EXERCISE PROMPT: Return, from the lines below, each one that includes the word "inside".

• • •

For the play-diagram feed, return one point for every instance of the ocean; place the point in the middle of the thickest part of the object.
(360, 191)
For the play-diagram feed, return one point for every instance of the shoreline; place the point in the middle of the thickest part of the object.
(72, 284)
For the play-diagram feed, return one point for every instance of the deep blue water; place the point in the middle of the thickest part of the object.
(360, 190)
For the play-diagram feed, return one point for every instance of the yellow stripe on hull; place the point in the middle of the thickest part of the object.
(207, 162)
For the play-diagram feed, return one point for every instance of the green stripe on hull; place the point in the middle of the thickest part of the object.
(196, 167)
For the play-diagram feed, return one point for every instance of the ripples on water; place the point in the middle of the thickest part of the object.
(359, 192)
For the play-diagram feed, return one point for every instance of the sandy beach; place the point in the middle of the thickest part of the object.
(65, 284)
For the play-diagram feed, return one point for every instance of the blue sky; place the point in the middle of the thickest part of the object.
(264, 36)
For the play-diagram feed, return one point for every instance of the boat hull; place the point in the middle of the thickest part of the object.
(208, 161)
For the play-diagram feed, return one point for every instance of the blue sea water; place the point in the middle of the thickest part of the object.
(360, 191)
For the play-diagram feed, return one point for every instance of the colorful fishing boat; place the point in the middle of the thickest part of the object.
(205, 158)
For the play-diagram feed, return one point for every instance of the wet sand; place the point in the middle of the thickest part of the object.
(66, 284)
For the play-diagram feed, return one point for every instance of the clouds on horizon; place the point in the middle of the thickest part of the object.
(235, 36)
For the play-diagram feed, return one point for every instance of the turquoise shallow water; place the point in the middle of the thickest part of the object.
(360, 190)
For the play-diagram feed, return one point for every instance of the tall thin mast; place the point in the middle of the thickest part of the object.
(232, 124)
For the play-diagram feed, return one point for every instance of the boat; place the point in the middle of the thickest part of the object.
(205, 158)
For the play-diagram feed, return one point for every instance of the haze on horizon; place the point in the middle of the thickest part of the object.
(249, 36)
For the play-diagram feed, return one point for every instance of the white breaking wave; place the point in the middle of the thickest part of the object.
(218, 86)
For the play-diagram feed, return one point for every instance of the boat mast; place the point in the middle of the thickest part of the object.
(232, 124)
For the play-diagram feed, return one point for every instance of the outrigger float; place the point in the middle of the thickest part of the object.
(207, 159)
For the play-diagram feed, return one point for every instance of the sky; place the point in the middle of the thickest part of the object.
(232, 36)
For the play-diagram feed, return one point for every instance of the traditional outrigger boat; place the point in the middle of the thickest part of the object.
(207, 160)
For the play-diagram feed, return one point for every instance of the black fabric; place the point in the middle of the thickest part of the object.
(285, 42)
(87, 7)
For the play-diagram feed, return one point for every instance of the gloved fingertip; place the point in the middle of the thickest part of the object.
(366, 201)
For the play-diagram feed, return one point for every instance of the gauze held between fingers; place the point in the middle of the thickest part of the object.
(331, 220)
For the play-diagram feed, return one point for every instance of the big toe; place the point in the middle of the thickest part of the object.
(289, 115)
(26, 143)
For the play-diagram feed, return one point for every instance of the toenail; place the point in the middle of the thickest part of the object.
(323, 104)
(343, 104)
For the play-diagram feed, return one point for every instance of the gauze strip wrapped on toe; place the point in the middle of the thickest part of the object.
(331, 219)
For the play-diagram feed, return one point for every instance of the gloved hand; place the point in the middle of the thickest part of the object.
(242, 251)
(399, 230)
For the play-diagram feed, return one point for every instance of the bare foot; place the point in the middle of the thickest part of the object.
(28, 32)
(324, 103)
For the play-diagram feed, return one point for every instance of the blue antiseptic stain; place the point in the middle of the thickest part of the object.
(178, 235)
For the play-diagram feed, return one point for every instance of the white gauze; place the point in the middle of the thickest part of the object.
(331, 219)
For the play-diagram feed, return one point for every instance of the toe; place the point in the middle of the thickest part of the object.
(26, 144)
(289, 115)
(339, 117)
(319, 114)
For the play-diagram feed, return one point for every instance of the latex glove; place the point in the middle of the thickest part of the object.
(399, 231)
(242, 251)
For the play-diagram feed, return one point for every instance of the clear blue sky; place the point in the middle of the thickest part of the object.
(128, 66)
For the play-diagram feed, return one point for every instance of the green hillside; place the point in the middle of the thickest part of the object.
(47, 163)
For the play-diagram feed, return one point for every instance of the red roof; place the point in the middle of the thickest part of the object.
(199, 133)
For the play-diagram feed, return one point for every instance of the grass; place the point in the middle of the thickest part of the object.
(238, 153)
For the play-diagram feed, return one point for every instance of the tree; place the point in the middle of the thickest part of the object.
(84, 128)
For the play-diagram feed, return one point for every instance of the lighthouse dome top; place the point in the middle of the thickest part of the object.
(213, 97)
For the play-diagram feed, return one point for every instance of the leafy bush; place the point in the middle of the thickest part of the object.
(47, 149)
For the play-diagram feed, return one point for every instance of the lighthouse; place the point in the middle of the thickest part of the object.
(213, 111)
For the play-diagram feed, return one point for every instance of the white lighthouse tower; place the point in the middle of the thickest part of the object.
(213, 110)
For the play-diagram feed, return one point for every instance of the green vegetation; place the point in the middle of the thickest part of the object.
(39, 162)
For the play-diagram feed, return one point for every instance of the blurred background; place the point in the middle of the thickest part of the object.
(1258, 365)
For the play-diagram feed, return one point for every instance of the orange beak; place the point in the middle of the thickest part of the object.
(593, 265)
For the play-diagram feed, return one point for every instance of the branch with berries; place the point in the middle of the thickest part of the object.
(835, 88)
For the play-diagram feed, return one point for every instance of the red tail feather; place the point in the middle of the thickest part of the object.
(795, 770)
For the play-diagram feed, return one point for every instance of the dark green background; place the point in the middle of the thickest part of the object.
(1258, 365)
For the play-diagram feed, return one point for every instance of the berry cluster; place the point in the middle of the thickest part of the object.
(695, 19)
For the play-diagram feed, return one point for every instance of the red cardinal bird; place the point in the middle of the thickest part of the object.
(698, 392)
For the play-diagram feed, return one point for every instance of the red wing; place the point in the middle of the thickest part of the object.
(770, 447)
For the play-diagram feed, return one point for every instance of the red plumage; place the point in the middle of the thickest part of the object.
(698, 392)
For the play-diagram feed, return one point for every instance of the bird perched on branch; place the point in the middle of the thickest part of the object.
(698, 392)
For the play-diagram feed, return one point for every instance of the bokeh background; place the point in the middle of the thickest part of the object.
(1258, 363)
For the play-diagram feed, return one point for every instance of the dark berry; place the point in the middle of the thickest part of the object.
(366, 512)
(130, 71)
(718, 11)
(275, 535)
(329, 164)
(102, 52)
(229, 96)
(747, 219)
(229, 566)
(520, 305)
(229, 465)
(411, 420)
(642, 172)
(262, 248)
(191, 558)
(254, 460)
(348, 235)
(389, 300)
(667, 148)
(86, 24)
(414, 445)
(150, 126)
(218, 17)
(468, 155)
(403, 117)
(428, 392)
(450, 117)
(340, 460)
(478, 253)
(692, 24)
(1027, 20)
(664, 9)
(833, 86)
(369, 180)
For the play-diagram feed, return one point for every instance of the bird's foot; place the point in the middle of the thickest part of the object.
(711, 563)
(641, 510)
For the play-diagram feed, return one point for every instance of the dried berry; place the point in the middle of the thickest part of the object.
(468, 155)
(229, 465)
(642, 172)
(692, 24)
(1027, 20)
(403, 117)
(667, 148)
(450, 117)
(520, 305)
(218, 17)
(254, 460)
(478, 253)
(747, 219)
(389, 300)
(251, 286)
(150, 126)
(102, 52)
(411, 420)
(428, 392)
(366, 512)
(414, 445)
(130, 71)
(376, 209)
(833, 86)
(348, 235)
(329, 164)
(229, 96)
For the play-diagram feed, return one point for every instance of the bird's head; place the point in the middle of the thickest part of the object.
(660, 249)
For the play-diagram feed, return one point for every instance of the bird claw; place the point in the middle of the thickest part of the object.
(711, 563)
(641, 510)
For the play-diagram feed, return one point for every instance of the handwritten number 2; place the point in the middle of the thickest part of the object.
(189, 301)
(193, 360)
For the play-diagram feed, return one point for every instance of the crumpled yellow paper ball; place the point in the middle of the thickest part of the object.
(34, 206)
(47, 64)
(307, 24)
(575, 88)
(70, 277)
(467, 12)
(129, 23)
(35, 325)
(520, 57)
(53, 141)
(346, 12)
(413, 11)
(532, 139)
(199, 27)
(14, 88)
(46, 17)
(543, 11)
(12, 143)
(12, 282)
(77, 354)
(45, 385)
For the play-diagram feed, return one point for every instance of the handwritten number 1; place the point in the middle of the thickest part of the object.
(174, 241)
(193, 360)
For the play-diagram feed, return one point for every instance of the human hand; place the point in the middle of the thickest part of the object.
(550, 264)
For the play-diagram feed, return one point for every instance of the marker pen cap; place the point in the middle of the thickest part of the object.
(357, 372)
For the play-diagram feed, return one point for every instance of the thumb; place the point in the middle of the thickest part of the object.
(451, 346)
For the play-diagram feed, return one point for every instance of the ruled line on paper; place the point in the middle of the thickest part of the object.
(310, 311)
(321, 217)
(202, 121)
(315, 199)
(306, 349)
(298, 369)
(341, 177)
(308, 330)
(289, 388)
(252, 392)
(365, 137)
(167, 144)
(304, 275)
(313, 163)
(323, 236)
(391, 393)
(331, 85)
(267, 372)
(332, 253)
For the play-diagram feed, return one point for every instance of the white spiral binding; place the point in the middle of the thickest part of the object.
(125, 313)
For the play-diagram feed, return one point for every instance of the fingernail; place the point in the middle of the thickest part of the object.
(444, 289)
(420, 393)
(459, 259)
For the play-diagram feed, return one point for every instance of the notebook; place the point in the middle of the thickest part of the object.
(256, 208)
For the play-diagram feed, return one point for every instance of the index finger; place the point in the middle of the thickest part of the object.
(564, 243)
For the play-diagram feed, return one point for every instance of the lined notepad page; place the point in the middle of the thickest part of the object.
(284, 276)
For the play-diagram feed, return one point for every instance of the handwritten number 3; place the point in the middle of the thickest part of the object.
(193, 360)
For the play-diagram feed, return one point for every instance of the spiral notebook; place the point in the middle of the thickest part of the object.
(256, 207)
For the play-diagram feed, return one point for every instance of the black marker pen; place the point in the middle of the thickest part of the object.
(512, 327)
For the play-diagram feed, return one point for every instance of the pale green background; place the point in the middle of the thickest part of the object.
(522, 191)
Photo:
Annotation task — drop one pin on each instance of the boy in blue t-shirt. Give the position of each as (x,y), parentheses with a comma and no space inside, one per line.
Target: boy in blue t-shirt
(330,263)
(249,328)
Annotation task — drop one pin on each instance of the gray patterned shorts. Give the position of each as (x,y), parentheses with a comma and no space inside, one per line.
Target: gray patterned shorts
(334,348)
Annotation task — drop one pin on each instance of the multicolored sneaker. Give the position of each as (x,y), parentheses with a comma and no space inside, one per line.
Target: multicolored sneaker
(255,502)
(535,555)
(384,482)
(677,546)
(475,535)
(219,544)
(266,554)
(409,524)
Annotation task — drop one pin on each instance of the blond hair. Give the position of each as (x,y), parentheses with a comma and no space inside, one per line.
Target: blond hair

• • •

SOLUTION:
Annotation task — drop one pin on each instance of the boy in blue t-shirt. Give the position of each as (x,y), parentheses with a comma and no space inside, one per line.
Annotation task — drop one pin on each instance of the gray patterned shorts. Give the position of each as (x,y), parentheses with a comma and no space inside, one per line.
Annotation task — drop one pin on each instance of the multicolored sneaker. Give the position of each as (x,y), parentheses with a comma and no space inside, one per line.
Annotation task — drop one pin on each instance of the blond hair. Give the position of each as (x,y), parentheses with a comma and no space inside, one per line.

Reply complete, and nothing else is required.